■ DATA SHOWN ■

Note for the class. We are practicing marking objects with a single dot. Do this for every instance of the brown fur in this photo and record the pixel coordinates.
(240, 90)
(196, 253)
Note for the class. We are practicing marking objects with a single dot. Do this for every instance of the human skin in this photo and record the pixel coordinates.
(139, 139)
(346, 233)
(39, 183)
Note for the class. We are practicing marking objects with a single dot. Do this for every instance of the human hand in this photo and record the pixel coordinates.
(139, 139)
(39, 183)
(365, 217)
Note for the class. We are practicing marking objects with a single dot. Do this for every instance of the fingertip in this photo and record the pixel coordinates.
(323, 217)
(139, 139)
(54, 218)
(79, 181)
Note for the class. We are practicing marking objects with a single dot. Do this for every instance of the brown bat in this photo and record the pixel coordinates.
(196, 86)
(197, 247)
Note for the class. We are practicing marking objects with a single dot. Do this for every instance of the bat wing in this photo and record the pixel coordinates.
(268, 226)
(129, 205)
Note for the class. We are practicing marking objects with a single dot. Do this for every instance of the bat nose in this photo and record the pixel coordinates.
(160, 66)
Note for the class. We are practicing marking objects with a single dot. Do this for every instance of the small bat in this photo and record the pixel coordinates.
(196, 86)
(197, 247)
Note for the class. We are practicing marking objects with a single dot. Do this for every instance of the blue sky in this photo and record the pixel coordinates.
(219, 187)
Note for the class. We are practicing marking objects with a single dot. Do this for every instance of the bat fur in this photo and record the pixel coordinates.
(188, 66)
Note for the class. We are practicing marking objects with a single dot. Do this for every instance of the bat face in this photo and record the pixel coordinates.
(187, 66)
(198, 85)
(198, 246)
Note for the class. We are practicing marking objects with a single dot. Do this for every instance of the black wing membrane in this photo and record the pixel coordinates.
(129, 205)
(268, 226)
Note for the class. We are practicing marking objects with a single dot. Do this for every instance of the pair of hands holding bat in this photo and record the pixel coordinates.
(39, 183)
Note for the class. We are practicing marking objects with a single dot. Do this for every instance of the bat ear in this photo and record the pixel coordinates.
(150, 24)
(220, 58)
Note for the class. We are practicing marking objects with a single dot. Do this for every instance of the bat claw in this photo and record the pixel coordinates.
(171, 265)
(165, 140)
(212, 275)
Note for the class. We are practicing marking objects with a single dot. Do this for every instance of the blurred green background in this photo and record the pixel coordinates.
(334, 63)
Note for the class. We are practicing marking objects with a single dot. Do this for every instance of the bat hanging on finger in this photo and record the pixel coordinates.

■ ACTION ITEM ■
Exactly as written, transcribe each line of the data.

■ ANSWER AREA ■
Note for the class. We are practicing marking objects with a single dot. Do this for every instance of the brown fur in this photo and record the pixel coordinates.
(240, 90)
(196, 253)
Note for the class. We are practicing marking objects with a single dot. Do this for every instance of the human skin in this photo and record the pixel coordinates.
(139, 139)
(346, 233)
(39, 183)
Note for the class. We are practicing marking objects with a single dot. Do this for every instance of the human hand in this photo and record the pixel coordinates.
(139, 139)
(39, 183)
(365, 217)
Note for the class. We are practicing marking objects with a single dot. Do this for every instance of the fingertip in this photo and record the pixel coordinates.
(323, 217)
(139, 139)
(54, 218)
(79, 181)
Note for the class. We are practicing marking objects with a single dot. Do this for every instance of the brown bat in this photo and record the pixel coordinates.
(196, 86)
(197, 247)
Note for the class. We are practicing marking objects with a single dot. Do this for every instance of the bat wing in this photo and record the pixel coordinates.
(268, 226)
(129, 205)
Note for the class. We are practicing marking objects with a single dot. Do this for every instance of the bat nose in this photo and record the pixel coordinates.
(160, 66)
Note for the class. We are practicing marking objects with a single dot. Do this for every instance of the small bat in this photo and record the pixel coordinates.
(196, 86)
(197, 247)
Note for the class. We are practicing marking objects with a single dot. Do this for every instance of the blue sky in this photo and record the pixel coordinates.
(219, 187)
Note for the class. We are practicing marking objects with a single dot. Do this for every instance of the bat fur in this photo and record the pixel coordinates.
(188, 66)
Note for the class. We are practicing marking objects with a single dot. Do this for every instance of the bat face in this photo and record the pixel coordinates.
(187, 66)
(198, 85)
(198, 246)
Note for the class. We are practicing marking objects with a single dot. Do this for every instance of the black wing membrane in this photo and record the pixel coordinates.
(129, 205)
(268, 226)
Note for the class. We are practicing marking objects with a single dot. Do this for every instance of the pair of hands holding bat in this photo and record the pixel coordinates.
(39, 183)
Note for the class. We are practicing marking objects with a single dot. Do this for every instance of the bat ear in this photo and record the pixel coordinates.
(150, 24)
(220, 58)
Note for the class. We are practicing marking objects with a single dot. Do this for every instance of the bat claw in this photo and record the pixel coordinates.
(171, 265)
(165, 140)
(212, 275)
Note for the class. We are practicing marking objects with a single dot. Do this for every instance of the blurred green background in this photo and record the pixel coordinates.
(334, 63)
Note for the class. We are practicing marking objects with a single dot. Do this for every instance of the bat hanging on finger in this photo and record the pixel coordinates.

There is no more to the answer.